*Prompt*.
Collect each line in the rows below that contains the word "napkin".

↓

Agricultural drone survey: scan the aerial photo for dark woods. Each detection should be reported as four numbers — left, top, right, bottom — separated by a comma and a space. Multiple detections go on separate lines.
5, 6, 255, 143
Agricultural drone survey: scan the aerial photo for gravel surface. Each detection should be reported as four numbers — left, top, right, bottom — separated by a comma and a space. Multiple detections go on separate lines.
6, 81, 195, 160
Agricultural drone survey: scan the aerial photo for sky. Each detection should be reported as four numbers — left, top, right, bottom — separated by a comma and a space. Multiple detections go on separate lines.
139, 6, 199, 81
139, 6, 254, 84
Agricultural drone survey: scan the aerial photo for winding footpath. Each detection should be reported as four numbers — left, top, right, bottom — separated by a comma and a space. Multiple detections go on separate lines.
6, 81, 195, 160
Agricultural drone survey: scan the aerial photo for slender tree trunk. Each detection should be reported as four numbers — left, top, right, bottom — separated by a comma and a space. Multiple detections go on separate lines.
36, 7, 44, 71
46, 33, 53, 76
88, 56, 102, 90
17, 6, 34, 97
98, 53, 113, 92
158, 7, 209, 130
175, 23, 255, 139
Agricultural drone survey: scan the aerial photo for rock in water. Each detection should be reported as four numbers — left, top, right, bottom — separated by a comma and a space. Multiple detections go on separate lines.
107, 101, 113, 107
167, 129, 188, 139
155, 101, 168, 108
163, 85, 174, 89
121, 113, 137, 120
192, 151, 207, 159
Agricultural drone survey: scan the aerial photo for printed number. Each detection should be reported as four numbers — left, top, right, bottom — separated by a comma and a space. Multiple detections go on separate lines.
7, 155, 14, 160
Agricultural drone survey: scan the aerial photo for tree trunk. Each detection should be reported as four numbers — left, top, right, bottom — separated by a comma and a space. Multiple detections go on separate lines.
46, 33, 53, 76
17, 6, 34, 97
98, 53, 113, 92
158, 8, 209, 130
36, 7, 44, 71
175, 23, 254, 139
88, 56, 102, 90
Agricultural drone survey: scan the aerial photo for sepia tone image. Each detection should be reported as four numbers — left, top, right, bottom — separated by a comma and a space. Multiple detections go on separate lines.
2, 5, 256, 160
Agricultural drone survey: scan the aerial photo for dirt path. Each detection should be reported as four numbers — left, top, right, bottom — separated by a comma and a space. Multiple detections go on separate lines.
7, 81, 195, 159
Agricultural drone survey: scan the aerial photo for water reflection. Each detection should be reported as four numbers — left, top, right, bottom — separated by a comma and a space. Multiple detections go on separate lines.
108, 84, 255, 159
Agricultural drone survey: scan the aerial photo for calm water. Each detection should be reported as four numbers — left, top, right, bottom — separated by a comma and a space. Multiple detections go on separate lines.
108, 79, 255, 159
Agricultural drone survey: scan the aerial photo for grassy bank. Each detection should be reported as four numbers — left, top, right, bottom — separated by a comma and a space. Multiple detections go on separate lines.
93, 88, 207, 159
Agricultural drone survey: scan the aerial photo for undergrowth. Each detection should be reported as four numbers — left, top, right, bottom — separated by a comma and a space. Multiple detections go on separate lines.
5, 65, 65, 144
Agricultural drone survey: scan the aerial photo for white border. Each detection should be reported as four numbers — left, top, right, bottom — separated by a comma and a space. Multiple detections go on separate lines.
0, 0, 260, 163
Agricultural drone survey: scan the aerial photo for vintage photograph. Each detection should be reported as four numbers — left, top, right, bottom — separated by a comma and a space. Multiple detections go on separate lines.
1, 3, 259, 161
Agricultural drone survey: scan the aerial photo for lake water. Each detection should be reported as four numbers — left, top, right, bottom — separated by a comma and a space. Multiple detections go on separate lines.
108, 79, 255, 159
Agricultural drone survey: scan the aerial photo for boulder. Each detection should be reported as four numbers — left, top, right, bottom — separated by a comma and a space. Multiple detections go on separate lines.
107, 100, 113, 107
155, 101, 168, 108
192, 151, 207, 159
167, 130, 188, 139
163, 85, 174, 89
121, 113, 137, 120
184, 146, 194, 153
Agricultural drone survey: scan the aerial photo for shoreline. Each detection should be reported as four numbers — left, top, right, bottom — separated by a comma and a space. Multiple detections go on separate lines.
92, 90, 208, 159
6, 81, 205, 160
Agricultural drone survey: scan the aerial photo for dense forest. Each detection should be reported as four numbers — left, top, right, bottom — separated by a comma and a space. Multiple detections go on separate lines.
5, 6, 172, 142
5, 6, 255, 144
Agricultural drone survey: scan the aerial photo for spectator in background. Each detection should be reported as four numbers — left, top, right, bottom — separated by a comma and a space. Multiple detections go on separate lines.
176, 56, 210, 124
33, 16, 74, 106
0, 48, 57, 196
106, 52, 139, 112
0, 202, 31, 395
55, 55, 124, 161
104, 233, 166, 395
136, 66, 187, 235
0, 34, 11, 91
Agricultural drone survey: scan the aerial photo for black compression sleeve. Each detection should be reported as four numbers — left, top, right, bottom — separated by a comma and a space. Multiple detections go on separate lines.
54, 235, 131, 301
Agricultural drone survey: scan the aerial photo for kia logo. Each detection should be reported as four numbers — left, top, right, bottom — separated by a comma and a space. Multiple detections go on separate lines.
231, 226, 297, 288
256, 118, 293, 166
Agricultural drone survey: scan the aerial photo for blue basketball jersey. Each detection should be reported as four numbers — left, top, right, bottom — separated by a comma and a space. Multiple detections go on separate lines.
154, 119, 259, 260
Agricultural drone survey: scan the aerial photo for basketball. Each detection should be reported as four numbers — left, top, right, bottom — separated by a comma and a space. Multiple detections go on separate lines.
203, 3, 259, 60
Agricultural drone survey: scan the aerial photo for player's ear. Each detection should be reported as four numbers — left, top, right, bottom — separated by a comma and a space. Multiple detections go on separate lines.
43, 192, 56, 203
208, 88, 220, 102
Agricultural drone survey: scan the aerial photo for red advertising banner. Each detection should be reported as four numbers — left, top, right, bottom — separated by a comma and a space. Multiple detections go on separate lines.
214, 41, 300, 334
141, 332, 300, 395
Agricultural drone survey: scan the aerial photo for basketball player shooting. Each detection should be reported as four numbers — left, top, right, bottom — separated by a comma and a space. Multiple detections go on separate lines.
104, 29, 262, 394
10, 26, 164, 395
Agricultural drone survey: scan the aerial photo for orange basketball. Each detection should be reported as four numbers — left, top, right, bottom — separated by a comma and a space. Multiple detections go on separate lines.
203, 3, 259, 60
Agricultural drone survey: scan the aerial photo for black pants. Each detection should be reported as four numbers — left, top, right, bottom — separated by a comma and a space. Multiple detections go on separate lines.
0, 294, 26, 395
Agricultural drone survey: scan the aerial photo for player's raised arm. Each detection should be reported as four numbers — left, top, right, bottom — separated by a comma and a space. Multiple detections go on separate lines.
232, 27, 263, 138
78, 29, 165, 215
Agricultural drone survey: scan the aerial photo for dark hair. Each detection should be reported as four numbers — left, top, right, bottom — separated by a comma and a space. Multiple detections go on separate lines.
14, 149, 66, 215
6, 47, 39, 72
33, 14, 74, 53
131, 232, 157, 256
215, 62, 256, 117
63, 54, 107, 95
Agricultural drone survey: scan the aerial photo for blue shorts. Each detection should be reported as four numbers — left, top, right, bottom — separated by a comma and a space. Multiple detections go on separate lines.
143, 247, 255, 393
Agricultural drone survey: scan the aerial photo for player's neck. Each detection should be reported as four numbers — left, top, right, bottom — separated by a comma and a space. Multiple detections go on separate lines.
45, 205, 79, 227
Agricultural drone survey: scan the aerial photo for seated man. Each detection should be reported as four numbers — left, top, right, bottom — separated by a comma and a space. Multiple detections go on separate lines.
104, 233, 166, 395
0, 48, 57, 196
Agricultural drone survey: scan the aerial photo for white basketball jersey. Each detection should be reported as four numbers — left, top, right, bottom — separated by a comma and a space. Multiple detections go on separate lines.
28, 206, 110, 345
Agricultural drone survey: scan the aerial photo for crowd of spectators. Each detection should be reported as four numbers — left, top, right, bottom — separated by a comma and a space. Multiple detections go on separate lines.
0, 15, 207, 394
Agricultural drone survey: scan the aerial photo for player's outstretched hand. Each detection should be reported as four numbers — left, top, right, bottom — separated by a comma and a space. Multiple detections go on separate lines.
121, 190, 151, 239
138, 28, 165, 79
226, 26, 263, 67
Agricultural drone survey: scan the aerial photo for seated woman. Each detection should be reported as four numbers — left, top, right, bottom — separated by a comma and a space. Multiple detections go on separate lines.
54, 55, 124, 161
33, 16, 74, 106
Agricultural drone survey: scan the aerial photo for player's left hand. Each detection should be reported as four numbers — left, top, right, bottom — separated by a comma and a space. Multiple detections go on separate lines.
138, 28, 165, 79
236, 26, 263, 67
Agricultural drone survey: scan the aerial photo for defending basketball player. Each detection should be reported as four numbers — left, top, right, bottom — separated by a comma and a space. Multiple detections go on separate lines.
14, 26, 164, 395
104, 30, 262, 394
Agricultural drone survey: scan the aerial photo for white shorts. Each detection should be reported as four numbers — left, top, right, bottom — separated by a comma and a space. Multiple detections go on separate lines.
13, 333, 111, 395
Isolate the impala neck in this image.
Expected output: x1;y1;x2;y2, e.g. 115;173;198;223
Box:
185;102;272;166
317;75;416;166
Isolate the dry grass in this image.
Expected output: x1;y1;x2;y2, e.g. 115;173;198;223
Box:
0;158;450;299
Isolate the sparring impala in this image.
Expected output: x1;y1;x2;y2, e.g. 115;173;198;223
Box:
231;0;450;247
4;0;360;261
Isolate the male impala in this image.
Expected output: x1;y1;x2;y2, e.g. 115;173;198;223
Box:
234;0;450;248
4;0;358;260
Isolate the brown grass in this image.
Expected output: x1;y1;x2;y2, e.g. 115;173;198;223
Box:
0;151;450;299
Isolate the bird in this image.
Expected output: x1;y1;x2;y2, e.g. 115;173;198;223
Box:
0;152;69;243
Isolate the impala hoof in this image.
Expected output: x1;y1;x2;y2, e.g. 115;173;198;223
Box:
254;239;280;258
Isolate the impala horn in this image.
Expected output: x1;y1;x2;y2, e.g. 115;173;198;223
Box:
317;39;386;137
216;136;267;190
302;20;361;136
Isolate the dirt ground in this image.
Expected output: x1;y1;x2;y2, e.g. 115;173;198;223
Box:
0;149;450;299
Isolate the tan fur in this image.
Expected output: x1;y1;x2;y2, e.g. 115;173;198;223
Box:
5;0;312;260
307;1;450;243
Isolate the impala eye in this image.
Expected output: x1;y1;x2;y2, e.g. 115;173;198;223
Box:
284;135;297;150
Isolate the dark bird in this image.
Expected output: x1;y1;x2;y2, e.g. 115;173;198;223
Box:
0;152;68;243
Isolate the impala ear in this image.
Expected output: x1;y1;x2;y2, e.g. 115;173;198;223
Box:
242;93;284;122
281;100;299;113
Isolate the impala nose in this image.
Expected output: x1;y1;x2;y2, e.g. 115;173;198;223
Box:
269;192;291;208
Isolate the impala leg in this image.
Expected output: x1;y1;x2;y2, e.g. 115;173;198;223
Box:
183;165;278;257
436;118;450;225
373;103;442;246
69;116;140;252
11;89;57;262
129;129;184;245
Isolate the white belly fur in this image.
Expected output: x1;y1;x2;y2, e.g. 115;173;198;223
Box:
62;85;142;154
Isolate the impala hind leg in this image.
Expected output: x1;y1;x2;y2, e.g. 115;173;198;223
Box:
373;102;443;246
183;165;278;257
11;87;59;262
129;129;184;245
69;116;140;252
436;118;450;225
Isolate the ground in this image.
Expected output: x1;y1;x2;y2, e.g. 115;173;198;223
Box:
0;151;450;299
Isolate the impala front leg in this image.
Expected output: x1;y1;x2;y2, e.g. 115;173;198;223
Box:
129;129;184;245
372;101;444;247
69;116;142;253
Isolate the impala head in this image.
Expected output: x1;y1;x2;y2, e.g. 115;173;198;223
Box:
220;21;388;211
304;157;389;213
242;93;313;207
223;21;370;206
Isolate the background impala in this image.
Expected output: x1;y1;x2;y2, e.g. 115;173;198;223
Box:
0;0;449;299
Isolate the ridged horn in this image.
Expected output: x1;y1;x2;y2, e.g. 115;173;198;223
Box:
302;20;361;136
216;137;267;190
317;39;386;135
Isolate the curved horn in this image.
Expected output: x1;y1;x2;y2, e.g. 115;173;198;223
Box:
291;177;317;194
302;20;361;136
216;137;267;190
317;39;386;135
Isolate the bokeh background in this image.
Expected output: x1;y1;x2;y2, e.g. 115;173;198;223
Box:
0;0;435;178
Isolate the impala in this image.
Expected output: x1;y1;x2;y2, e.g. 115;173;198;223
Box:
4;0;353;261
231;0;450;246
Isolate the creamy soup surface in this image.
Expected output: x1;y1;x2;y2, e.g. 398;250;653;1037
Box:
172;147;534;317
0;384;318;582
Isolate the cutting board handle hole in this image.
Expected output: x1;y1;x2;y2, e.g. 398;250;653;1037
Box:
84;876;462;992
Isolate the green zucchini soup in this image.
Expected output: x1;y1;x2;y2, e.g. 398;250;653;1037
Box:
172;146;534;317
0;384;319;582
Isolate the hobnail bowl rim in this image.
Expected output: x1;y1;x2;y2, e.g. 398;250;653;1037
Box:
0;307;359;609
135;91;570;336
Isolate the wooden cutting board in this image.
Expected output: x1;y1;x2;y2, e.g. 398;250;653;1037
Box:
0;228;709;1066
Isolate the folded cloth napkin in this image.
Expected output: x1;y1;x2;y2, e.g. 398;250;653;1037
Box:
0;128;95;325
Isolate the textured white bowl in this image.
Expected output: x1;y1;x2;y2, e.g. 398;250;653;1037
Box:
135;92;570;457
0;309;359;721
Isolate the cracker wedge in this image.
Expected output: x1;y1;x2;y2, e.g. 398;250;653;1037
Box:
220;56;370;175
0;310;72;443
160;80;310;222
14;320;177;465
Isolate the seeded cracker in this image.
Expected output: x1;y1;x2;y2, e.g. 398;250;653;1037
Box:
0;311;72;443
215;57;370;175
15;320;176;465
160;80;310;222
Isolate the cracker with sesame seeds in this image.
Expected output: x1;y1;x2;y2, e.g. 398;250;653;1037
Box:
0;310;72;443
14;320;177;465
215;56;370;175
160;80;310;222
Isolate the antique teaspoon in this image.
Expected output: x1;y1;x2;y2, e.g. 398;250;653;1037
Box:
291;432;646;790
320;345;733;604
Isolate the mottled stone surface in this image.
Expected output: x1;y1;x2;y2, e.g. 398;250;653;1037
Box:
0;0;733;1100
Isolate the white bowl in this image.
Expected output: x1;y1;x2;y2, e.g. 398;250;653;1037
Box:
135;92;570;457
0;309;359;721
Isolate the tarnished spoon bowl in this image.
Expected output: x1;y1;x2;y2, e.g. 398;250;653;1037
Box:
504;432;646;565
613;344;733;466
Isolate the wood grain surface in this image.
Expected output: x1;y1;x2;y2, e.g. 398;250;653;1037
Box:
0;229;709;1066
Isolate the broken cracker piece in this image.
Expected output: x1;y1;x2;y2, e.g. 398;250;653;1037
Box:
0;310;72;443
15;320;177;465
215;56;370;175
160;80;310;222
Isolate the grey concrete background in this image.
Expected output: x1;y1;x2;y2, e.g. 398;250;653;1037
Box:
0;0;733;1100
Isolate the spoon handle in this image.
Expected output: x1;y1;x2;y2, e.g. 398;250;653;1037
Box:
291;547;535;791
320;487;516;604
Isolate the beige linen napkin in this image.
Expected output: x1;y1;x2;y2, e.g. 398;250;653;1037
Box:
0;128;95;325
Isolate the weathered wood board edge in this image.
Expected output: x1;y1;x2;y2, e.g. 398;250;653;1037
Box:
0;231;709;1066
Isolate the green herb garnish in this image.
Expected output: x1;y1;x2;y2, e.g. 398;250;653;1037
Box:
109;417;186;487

↑

*Answer below*.
Isolate the folded cloth napkin in this image.
Isolate the beige linen napkin in this image.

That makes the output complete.